SUPPLIED INFORMATION:
※ ※ ※

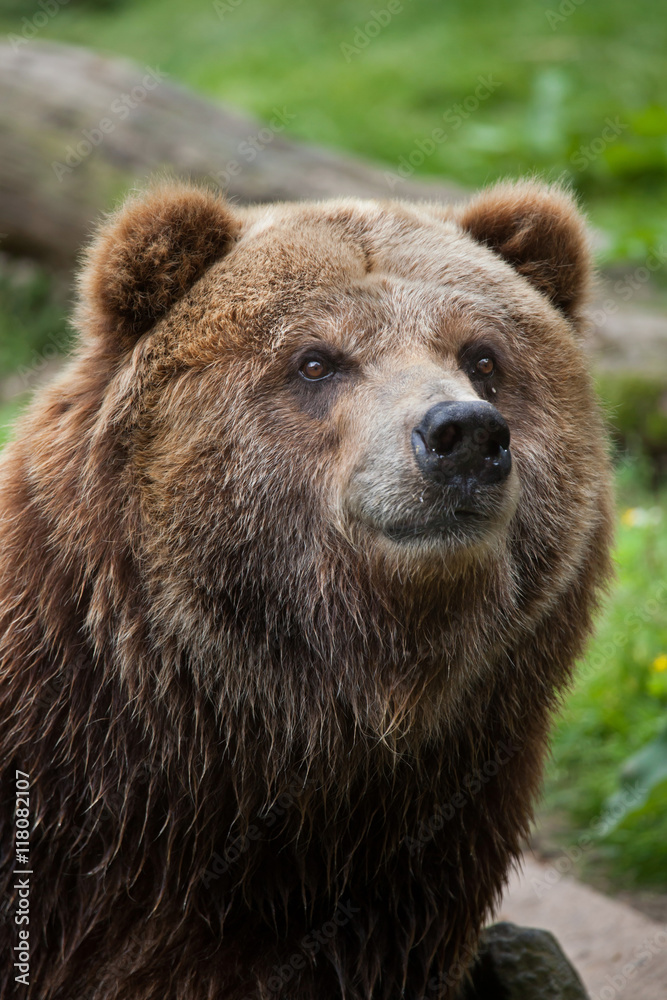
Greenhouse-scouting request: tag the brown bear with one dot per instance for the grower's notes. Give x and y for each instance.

※ ※ ※

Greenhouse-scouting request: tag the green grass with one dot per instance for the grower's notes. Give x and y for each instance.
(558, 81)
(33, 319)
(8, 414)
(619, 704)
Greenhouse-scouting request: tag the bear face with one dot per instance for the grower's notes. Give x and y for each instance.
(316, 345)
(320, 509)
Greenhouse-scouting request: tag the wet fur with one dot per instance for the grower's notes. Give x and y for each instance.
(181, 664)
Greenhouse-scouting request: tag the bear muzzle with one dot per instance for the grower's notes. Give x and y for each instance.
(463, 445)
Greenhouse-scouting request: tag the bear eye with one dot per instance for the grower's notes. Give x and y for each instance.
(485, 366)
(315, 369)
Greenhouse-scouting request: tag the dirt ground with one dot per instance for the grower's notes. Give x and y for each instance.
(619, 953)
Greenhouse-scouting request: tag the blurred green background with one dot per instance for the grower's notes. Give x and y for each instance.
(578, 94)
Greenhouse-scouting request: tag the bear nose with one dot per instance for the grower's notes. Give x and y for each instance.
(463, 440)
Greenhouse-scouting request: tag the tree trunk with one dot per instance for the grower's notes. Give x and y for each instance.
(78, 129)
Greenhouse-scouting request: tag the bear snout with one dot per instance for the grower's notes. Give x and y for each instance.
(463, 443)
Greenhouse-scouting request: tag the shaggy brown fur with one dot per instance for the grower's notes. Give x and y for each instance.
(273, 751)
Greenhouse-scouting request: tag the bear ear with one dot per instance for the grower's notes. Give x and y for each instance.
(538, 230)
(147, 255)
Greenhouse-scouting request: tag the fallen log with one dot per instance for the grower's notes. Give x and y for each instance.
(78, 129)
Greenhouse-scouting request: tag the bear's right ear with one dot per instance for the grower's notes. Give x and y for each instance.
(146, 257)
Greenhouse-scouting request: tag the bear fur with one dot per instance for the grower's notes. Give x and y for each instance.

※ ※ ※

SHORT EXERCISE:
List every line in the data above that contains the word "brown", copying each such line in full. Matching is case-sensitive.

SOLVED PROBLEM:
Greenhouse-scouting request: tag the brown bear with one dot per instance for the grower's notes. Give x and y for each instance.
Greenhouse-scouting request: tag the shaggy brown fur with one dot per instance for the grower's notes. Give x and y for each instance.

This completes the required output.